### Your instructions
Reproduce every line of the items below, requests included, and shift each coordinate in the answers up by 74.

### Records for processing
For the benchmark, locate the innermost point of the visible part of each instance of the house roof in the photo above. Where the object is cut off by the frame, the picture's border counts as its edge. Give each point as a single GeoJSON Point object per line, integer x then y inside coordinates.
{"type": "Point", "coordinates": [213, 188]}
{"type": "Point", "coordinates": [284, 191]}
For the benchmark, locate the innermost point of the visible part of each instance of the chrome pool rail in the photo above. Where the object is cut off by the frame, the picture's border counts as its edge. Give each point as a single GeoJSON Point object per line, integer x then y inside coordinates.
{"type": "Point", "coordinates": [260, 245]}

### Response
For the benchmark, locate the innermost point of the visible part of each instance of the house roof in the photo above. Where the object is cut off by the frame, the picture's border counts as its edge. Give each point as a single GeoJSON Point object per line, integer x then y inside coordinates.
{"type": "Point", "coordinates": [287, 262]}
{"type": "Point", "coordinates": [358, 265]}
For the benchmark, locate the innermost point of the visible part of each instance of the chrome pool rail in the photo above. Where the object is cut off by the frame, the picture's border counts as its edge. Give each point as a single GeoJSON Point object per line, integer x then y inside coordinates.
{"type": "Point", "coordinates": [334, 319]}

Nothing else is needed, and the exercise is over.